Rope Robotics automates onshore wind turbine blade repairs

After more than 18 months in operation, having repaired 150+ rain-damaged onshore wind turbine blades in the U.S., Canada, South Africa and Europe, the patented “BR-8” robot from Rope Robotics (Aarhus, Denmark), has demonstrated return on investment (ROI) for wind turbine owners within just six months. Compared to manual alternatives, the robot can repair the blade around four times faster at half the cost, the company contends.

An increasing problem, rain erosion damage compromises aerodynamic performance of the blade and, at worst, can lead to blade failure and expensive turbine downtime. The repairs offered by Rope Robotics is said to not only restore turbine power output but are quick, cost-effective and efficient as well as safe for technicians to perform in all but the most inclement weather conditions. Previously, technicians have had to abseil from the nacelle to the blade and work with harmful chemicals, a high-risk work environment that is weather-dependent and costly. Moreover, leading-edge repair accounts for some 25-30% of the build cost of the wind turbine.

▬▬▬▬▬▬

__Task details__:
Answer these from the article on robotic wind turbine blade repair:
(a) How many rain-damaged onshore blades has the BR-8 robot repaired?
(b) Within what period has the robot shown return on investment for turbine owners?
(c) What share of a wind turbine's build cost does leading-edge repair account for?

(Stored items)
▬▬▬▬▬▬

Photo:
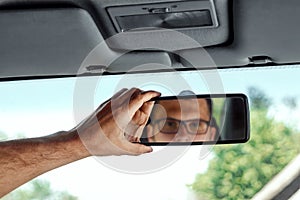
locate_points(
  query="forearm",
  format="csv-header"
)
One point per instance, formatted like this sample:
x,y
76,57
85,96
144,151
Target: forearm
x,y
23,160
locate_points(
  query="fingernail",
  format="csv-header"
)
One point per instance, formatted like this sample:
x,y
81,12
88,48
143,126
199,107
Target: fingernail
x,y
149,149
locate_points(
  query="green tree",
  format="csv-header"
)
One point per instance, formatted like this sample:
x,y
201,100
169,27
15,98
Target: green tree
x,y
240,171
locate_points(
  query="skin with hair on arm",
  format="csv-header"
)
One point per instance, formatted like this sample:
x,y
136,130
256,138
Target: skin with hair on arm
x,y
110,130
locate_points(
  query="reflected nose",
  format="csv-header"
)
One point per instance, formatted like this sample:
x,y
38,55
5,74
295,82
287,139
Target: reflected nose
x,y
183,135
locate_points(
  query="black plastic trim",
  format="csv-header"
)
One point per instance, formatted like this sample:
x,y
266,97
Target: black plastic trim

▬▬▬▬▬▬

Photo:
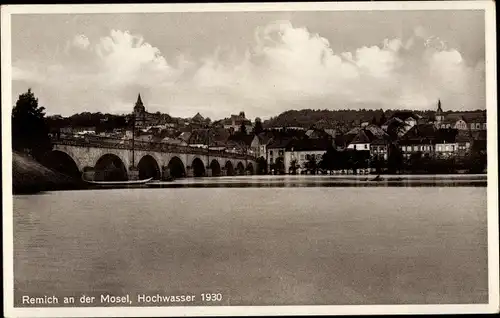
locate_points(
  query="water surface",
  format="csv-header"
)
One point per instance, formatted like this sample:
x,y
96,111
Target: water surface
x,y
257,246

▬▬▬▬▬▬

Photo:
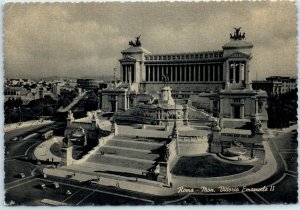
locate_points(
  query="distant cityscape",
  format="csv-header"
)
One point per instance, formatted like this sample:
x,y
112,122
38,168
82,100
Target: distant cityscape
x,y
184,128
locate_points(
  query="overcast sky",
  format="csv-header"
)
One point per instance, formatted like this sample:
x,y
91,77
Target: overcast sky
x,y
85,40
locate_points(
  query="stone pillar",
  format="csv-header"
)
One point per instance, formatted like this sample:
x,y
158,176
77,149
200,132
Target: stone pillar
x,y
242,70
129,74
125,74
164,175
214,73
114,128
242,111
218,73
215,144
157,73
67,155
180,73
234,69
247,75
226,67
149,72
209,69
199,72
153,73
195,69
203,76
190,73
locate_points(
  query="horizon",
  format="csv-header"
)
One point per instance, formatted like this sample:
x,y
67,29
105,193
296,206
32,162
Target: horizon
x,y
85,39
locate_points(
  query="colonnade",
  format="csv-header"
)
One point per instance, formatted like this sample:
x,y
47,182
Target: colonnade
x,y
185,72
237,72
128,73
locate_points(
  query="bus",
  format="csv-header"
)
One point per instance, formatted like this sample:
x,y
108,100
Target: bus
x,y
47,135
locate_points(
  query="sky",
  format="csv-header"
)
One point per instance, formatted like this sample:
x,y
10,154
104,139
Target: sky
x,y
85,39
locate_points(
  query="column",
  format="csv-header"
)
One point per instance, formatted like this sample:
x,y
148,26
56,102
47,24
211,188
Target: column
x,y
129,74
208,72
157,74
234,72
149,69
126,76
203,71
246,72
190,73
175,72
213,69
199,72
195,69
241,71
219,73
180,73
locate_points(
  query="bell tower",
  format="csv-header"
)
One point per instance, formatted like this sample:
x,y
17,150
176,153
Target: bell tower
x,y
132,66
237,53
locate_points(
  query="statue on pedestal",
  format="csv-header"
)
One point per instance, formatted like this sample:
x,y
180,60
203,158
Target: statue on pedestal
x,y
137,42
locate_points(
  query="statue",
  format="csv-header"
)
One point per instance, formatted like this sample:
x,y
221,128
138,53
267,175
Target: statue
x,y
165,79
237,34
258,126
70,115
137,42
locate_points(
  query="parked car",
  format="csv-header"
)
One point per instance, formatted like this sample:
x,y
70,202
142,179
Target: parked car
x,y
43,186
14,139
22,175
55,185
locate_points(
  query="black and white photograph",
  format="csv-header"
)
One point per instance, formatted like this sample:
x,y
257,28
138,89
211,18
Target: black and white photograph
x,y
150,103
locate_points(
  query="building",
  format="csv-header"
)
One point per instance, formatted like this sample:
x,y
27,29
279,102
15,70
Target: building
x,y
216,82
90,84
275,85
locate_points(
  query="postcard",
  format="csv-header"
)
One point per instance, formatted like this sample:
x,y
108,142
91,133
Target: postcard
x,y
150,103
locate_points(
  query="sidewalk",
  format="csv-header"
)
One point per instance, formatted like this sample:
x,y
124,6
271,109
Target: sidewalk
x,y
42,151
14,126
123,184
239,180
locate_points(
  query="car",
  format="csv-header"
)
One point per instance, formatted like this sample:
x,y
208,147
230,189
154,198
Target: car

▬▬▬▬▬▬

__Reply__:
(a) More than 150.
(b) Six months.
(c) Some 25-30%.